-- Begin Extracted entries --

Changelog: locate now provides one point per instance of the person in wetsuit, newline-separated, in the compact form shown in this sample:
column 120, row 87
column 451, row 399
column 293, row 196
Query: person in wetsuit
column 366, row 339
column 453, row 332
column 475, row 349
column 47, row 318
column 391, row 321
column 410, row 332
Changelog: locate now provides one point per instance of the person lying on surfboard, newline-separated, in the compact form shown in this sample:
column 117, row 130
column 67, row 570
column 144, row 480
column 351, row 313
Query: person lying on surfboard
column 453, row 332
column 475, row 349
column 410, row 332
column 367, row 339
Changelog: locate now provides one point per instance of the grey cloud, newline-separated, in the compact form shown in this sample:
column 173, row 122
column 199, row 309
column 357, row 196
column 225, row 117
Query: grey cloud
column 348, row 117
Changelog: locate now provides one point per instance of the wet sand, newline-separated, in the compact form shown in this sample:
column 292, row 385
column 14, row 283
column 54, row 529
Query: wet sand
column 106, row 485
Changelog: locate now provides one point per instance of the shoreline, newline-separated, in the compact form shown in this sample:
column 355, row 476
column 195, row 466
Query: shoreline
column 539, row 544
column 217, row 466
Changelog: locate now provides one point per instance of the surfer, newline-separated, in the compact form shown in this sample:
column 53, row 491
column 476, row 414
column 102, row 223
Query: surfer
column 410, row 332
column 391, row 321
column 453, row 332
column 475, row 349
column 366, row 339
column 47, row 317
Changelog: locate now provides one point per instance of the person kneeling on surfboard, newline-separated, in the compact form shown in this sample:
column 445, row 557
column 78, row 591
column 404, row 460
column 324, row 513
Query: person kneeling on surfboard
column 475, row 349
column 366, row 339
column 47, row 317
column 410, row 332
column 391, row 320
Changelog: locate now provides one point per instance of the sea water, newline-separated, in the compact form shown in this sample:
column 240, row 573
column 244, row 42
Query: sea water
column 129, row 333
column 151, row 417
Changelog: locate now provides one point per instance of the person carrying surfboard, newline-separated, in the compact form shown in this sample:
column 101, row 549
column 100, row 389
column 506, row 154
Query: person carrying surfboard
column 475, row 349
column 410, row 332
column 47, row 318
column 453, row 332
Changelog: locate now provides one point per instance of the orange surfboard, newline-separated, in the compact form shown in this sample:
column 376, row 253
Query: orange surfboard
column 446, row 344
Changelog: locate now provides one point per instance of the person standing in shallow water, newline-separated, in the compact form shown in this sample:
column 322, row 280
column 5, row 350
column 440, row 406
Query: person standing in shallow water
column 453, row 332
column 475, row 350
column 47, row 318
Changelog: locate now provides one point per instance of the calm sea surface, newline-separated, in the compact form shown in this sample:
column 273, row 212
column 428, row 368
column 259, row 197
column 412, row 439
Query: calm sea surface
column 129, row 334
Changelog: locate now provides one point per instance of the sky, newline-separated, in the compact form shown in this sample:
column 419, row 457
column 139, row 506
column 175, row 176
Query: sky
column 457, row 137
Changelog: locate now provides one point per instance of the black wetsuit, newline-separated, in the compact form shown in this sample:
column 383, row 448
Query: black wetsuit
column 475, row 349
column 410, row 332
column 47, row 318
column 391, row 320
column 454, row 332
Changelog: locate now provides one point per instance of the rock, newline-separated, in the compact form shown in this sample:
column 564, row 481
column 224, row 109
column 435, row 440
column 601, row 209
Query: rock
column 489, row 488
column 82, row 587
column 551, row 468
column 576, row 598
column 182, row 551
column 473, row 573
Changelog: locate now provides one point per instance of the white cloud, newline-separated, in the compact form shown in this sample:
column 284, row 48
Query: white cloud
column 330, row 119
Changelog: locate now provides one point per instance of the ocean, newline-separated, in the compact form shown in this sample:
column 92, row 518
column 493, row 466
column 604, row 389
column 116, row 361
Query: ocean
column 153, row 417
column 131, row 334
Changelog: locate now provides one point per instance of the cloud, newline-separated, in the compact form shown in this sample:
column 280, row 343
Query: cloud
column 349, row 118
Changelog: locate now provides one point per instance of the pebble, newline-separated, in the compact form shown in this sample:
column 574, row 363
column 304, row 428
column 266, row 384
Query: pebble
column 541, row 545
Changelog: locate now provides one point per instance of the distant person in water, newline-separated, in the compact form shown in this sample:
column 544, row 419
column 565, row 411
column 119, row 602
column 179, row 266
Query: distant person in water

-- End Extracted entries --

__Instructions to follow__
Reproduce the material word for word, from the first line that contains "pebble, newline-separated, in" through the last line of the material, including both of those lines.

__Output of the task__
Changelog: locate now provides one point per instance of the pebble, newline-separated, in the compact form shown in this sample:
column 574, row 363
column 304, row 428
column 266, row 384
Query: pebble
column 541, row 545
Changelog: locate now provides one point per instance of the distant person in water, newline-separated, in the compact form shown in this sample:
column 544, row 419
column 565, row 411
column 119, row 602
column 179, row 266
Query: distant person in water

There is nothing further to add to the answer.